--- Records to process Enclosed Below ---

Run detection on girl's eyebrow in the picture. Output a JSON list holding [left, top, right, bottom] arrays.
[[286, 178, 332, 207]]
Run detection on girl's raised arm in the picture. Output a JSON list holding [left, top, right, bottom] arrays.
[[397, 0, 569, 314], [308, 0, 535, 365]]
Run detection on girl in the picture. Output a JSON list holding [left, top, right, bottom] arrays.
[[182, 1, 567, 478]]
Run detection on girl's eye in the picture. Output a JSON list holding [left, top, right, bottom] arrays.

--- End of Enclosed Records to process ---
--- Records to process Enclosed Below ---

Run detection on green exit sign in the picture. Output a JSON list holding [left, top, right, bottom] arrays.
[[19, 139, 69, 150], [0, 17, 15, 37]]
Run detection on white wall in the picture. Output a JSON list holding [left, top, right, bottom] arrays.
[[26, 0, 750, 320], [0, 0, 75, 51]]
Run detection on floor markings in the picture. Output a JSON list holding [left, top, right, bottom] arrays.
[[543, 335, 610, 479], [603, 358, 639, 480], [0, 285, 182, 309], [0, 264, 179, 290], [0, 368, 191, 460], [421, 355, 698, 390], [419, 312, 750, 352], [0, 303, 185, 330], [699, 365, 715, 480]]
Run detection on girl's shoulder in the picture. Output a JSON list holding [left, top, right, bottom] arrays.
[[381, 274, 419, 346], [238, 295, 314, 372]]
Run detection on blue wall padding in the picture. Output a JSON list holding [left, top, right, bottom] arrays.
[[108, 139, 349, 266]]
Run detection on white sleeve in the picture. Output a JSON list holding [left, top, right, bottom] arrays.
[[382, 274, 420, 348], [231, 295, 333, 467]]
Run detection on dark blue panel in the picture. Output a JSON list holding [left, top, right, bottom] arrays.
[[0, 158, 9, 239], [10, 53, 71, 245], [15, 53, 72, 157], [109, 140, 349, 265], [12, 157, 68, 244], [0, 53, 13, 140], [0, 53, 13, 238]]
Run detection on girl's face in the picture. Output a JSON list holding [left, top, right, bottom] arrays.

--- End of Enclosed Records to process ---
--- Records to process Enclosed Below ---

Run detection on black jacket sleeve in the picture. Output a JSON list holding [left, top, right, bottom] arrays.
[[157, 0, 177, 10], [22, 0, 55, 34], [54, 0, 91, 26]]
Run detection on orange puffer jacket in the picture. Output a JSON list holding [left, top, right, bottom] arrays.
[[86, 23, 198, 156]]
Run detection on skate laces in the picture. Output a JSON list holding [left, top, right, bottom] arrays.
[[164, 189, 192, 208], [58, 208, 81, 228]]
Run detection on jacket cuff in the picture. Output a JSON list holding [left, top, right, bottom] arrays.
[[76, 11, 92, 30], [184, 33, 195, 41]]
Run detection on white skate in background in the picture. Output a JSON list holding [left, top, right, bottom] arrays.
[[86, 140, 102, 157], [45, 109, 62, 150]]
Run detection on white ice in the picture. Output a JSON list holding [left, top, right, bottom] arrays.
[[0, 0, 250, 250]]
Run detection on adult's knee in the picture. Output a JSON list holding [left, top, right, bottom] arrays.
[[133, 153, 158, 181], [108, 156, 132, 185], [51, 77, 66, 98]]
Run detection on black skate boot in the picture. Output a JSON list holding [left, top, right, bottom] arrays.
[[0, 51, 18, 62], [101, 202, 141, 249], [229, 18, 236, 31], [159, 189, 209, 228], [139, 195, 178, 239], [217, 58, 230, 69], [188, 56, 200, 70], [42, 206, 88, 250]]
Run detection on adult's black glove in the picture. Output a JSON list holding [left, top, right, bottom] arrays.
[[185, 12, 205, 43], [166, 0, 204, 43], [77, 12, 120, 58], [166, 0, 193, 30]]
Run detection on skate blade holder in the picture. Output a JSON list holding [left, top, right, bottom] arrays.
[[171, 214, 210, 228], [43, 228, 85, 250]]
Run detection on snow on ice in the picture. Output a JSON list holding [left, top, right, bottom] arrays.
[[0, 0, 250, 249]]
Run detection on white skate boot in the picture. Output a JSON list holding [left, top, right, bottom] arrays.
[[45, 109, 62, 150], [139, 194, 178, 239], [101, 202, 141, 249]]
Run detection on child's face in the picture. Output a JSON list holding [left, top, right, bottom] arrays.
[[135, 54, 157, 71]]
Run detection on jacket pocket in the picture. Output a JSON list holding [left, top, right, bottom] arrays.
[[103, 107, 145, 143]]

--- End of Enclosed Records to process ---

— Exercise details —
Using the entries above, repeat only the lines from the one containing "Run detection on girl's raised" through the one containing "Run detection on girl's eye in", end lines included.

— Problem solution —
Run detection on girl's raised arm in the picture. Output a JSON list holding [left, top, right, bottom] arrays.
[[397, 0, 569, 314], [308, 0, 535, 365]]
Run detection on girl in the picture. Output a JSON list holding [left, top, right, bottom] arrays.
[[182, 1, 567, 478]]
Run detection on girl's eye in the picture. Output a JSON list holding [left, top, right, bottom] arrays.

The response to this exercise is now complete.